- ASSIGNMENT -
Every line below between the one holding "Q: innermost point of each instance of the tree" and the one holding "Q: innermost point of each instance of the dune slope, in", inclusive, should be copied exactly, and no other line.

=== Begin Enclosure ===

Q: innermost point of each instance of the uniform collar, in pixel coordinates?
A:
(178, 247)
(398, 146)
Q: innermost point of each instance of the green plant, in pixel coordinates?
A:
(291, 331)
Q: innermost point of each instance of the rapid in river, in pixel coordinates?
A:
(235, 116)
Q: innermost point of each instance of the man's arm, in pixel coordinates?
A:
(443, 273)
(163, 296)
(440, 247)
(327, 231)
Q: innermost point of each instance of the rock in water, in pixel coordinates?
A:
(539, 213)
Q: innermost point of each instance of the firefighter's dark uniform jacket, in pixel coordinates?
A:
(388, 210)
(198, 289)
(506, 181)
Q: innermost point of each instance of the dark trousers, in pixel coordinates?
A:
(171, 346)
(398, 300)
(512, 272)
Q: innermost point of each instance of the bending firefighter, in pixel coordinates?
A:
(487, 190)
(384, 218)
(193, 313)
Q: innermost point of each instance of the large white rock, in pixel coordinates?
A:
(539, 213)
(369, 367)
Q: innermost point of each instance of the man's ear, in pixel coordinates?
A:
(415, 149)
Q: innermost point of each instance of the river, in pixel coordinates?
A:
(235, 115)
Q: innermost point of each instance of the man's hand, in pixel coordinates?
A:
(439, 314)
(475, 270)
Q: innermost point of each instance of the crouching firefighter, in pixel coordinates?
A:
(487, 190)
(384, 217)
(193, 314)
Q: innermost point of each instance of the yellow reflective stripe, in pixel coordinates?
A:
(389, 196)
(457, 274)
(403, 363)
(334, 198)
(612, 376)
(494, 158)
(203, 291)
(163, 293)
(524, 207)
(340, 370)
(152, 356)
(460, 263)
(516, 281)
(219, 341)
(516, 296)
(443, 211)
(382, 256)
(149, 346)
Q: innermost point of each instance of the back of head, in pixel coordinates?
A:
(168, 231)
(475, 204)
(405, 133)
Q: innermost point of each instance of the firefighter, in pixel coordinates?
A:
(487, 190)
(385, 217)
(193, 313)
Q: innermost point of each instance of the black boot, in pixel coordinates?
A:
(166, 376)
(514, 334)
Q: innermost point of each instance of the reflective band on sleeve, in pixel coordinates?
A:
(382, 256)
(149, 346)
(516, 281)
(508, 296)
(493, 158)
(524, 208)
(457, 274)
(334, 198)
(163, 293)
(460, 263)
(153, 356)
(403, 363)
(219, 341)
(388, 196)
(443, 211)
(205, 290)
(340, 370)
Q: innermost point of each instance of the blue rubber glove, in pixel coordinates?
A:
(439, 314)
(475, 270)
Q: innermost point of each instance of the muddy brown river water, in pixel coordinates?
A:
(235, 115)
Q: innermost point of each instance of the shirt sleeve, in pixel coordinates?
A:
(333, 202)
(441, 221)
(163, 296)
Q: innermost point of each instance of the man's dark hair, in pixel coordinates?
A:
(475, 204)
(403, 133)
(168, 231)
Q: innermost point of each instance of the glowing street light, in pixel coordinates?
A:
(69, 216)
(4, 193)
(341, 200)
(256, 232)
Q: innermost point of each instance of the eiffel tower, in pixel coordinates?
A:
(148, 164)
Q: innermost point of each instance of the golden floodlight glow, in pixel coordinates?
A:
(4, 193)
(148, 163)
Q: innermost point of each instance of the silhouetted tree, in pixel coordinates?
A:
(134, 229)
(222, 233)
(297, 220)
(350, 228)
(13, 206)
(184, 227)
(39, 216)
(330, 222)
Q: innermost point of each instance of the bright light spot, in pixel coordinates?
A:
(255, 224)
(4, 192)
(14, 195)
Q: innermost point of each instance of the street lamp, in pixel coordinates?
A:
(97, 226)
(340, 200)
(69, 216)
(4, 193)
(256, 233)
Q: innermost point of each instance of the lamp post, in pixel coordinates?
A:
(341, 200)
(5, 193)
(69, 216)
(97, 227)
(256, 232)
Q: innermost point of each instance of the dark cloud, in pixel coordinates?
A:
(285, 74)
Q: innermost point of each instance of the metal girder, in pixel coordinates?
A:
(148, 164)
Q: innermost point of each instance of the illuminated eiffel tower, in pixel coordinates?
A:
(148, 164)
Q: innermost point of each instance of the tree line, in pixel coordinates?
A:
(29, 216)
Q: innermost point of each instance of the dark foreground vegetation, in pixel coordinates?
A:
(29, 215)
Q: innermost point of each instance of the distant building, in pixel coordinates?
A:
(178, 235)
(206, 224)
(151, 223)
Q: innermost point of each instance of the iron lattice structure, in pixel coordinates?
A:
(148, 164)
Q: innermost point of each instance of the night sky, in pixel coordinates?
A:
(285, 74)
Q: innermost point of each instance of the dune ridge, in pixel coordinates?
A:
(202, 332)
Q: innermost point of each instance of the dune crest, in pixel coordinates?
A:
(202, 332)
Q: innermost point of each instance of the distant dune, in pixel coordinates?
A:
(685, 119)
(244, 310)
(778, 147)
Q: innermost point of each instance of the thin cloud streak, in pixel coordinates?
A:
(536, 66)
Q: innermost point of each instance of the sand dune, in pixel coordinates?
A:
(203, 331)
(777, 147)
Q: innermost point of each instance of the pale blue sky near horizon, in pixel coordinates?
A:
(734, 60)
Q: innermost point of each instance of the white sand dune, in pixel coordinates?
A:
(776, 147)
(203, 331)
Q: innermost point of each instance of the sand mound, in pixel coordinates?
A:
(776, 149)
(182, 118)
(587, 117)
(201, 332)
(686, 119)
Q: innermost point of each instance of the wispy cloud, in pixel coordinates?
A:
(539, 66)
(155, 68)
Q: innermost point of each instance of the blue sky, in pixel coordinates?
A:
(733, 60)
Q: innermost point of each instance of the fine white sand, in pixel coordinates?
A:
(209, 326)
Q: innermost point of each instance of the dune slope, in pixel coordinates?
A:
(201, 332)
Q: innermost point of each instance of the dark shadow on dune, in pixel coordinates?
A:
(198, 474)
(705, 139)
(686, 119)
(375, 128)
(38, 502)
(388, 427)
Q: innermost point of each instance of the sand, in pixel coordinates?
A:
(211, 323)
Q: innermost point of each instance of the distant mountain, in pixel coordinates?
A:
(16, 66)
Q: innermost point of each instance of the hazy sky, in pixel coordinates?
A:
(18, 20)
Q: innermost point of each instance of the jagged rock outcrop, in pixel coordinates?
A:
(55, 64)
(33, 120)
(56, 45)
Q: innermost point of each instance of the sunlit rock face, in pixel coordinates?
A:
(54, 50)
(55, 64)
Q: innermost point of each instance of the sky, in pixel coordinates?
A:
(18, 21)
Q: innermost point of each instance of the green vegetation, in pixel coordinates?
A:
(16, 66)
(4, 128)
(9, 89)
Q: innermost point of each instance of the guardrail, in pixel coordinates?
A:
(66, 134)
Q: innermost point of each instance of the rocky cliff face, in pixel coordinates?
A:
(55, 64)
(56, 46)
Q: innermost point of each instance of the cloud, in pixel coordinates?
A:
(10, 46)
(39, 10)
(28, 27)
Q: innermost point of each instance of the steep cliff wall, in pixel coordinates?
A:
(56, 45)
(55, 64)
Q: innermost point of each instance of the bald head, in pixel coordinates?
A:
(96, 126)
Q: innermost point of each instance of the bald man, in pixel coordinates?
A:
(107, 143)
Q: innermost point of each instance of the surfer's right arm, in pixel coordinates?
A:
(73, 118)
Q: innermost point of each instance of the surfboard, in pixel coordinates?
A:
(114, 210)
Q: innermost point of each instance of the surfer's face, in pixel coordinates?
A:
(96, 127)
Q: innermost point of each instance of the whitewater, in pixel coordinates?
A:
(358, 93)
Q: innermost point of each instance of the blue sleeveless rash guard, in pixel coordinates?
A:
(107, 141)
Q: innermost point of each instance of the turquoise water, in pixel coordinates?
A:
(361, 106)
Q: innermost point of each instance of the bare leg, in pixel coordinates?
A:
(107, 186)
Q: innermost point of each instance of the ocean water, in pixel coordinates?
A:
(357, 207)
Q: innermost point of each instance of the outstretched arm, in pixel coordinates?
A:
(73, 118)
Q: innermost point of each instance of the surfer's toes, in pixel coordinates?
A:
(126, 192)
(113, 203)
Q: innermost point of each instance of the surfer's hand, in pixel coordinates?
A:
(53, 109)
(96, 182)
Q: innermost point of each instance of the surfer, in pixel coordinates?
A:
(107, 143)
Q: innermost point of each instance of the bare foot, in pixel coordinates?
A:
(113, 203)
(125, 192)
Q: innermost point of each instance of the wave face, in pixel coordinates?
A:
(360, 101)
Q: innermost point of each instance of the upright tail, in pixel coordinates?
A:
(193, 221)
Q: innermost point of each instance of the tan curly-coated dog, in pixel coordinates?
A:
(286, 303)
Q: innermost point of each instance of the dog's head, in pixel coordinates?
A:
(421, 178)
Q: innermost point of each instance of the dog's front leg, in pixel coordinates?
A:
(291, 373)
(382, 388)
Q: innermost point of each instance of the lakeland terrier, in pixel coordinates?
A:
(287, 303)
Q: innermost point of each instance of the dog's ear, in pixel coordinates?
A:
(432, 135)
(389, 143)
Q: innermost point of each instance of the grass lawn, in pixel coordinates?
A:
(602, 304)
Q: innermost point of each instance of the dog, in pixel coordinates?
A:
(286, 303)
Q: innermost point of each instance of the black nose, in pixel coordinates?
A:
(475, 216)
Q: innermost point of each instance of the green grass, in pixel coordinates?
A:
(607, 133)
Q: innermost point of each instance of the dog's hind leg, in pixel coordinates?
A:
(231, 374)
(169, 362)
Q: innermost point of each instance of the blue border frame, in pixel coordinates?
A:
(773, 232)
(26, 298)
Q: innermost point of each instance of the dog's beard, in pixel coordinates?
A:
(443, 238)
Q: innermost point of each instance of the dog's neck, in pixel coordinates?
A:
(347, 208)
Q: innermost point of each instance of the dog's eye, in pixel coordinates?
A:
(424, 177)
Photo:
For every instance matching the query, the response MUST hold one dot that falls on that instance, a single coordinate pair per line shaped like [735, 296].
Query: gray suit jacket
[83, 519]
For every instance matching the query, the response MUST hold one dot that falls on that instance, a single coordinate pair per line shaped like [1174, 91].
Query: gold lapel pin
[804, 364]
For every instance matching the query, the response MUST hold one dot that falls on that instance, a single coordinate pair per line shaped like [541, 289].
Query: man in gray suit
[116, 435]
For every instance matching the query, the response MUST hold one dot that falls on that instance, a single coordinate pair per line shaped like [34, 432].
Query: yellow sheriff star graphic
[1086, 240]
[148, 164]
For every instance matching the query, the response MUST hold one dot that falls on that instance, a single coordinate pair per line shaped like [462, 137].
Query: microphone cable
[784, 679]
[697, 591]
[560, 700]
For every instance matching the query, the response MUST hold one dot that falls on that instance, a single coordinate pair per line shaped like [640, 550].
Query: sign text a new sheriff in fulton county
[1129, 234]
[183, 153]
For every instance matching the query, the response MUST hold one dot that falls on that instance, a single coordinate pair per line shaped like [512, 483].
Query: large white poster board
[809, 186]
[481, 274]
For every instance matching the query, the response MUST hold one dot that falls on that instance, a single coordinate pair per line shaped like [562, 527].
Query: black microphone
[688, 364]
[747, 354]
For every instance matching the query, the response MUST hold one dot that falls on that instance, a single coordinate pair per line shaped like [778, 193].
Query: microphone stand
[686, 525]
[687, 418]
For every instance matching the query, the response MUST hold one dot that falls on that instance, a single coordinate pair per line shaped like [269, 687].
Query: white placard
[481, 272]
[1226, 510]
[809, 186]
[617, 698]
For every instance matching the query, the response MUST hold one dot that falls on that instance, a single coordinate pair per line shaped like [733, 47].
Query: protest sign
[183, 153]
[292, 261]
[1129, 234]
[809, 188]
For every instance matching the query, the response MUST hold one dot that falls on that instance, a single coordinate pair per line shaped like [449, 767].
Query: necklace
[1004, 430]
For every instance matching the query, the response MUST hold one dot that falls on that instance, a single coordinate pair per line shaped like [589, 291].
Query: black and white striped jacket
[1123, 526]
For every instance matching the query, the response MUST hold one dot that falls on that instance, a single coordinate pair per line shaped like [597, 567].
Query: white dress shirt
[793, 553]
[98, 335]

=== End Enclosure ===

- ANSWER BOX -
Q: innermost point of each instance of the tree line, in pixel coordinates?
A:
(29, 216)
Q: innermost point of each instance of the dark foreground vegetation, in pixel coordinates?
A:
(29, 215)
Q: innermost point of each instance of the distant building, in pixel coordinates?
A:
(178, 235)
(206, 224)
(151, 223)
Q: innermost point of each instance of the iron lattice structure, in pixel coordinates?
A:
(148, 164)
Q: innermost point of each instance of the night sky, in pixel coordinates?
A:
(285, 74)
Q: innermost point of each instance of the dune ridge, in pixel coordinates?
A:
(202, 332)
Q: innermost point of each instance of the dune crest, in pixel coordinates?
A:
(202, 332)
Q: innermost point of each instance of the distant dune, in pixel coordinates?
A:
(685, 119)
(244, 310)
(778, 147)
Q: innermost point of each instance of the thin cloud streak, in pixel coordinates?
A:
(536, 66)
Q: innermost point of each instance of the sand dune, in pixel coordinates?
A:
(203, 331)
(777, 147)
Q: innermost point of each instance of the pale blue sky near horizon, in pixel coordinates?
A:
(734, 60)
Q: innermost point of each instance of the white sand dune, in pixel coordinates?
A:
(776, 147)
(203, 331)
Q: innermost point of each instance of the sand mound, in pixel coordinates?
A:
(776, 149)
(182, 118)
(587, 117)
(201, 332)
(686, 119)
Q: innermost point of each instance of the wispy cloud, in pixel coordinates?
A:
(539, 66)
(155, 68)
Q: innermost point of each instance of the blue sky, in pixel coordinates?
A:
(733, 60)
Q: innermost point of each instance of the fine white sand, in pixel coordinates?
A:
(209, 326)
Q: innermost point of each instance of the dune slope, in pixel coordinates?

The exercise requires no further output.